-- Tasks and exercises --
[A] According to the SBCE skill description, what serves as the oracle for "done"?
[B] Pick up the SBCE skill description after its last sentence and continue it.

| name | sbce |
| description | Spec-driven BCE workflow where one capability spec equals one business component (same name) and the spec is the boundary contract. Invoked as `/sbce new|apply <capability-or-feature>` (or by intent), it drives declare → converge; the stack's own test loop is the oracle for "done". `new` accepts a BC name or a natural-language feature description that may decompose into one or several BCs (new or existing). Stack-neutral — composes with `/bce` and a stack skill (`/java-cli-app`, `/microprofile-server`, `/web-components`, …) for code shape and verification. Use when authoring or converging a capability spec, declaring a feature as one or more BCs, mapping a spec to a BC, or running `/sbce new`, `/sbce apply`. Triggers on "SBCE", "capability spec", "spec-driven BCE", "declare a feature", "spec to BC", "converge to spec", "/sbce new", "/sbce apply". |
Drive the spec-driven BCE workflow — one skill owns both the rules and the steps. Invoke as
/sbce <mode> <capability> (new or apply), or let it trigger from intent. Apply every rule
strictly.
Guiding principles
- The spec is the boundary contract — what the boundary promises, never how.
- The spec lives in the BC's package doc —
package-info.java (Java, /// Markdown) or package-info.md (web) — co-located with the code it governs. There is no separate specs/ tree and no hand-typed package coordinate. In Java the /// doc renders via javadoc, so the same file is source-of-truth and published contract.

-- Pointing dataset records --
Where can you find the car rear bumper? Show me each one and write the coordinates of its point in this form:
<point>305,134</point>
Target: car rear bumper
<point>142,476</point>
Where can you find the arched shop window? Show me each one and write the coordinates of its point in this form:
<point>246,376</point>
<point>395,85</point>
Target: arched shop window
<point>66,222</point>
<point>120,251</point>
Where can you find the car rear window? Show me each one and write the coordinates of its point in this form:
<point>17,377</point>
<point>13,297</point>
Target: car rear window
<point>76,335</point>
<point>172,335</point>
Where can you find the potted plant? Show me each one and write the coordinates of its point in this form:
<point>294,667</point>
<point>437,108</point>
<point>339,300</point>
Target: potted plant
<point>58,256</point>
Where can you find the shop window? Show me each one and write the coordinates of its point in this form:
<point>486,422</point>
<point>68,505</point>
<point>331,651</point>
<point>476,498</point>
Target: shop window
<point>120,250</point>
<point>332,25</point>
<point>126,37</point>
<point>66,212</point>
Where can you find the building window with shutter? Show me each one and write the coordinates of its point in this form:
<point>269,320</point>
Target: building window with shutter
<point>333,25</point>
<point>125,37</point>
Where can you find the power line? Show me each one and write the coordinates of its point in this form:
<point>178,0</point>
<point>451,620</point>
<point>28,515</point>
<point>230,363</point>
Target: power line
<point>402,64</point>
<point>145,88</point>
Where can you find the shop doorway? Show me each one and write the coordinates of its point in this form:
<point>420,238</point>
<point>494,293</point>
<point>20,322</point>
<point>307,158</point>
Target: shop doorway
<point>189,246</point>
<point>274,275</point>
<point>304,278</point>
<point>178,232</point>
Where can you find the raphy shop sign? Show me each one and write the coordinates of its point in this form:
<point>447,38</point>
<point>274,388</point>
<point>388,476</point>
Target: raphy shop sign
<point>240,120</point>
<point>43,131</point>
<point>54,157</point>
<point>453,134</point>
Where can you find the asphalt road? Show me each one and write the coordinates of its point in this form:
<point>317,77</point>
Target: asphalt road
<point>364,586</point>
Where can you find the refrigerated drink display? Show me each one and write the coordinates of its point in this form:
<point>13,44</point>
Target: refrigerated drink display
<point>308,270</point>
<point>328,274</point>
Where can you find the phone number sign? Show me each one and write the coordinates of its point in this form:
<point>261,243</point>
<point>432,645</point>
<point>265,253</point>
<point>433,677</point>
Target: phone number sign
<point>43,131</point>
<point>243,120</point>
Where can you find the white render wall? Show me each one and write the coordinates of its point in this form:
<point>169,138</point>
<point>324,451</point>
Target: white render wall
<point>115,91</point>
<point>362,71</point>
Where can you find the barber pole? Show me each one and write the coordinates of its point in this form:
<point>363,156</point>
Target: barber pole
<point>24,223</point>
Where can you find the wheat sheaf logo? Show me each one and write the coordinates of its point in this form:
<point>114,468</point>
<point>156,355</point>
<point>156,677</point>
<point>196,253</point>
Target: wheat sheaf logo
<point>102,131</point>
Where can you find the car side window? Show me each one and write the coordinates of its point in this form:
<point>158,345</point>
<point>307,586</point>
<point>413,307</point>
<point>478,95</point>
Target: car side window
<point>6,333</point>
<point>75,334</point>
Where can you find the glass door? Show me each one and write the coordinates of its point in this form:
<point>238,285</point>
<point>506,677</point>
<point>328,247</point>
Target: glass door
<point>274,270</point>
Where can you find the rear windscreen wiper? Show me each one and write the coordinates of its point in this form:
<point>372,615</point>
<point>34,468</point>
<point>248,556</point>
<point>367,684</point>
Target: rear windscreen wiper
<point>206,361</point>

-- The results --
[A] The stack's own test loop serves as the oracle for "done."

[B]
- One capability spec ≡ one business component, named the same. No translation between "what" and "where".
- The task list is the gap, read off
spec vs BC on demand — never a hand-maintained tasks file.
- One spec per capability, the single source of truth — never diff or merge two specs.
- Split by determinism: tooling runs tests and places the BC; this skill writes the spec, the code, and closes the gap.
- "Done" is a green run of the stack's test loop — never your own opinion.
Spec ↔ BC mapping
The BC name is the only identity — a single lowercase token (checkout), never a dotted path
or a bc/capability field. The stack skill owns where it lands:
checkout # BC name == the only identity
spec = package doc, co-located with code:
Java: src/main/java/<base>/checkout/package-info.java # `///` Markdown (JEP 467)
web: app/src/checkout/package-info.md # Markdown
code = same folder, {boundary,control,entity}/ # stack skill places it
## Boundary op ↔ one boundary entry-point method.
## Requirements (EARS) ↔ behaviour and the tests covering it.
## Entities ↔ the entity layer.
System doc (base package)
An optional doc one altitude up — the base package's package-info.java /
app/src/package-info.md — for concerns that span BCs and have no other home. Add a section
only when a real cross-BC concern appears; a one-BC system needs none. Author from
references/system-doc-template.md.
- Charter — one sentence for the whole assembly.
- Components — this system's concrete wiring: which BC may call which, which integration events cross boundaries (
/bce owns the generic layering; this owns the concrete dependencies).
- System invariants — cross-cutting EARS
shall statements (id Sn) no single BC owns.
- Ubiquitous language — shared domain nouns defined once, so each BC's
## Entities stays terse.
- Stack — the composed stack skill + package base, so
apply reads it instead of re-inferring.
Never duplicate a BC's one-liner — a hand-typed BC index drifts; the gap is read, not stored. For
a BC map, mark it generated and regenerate it from the per-BC docs.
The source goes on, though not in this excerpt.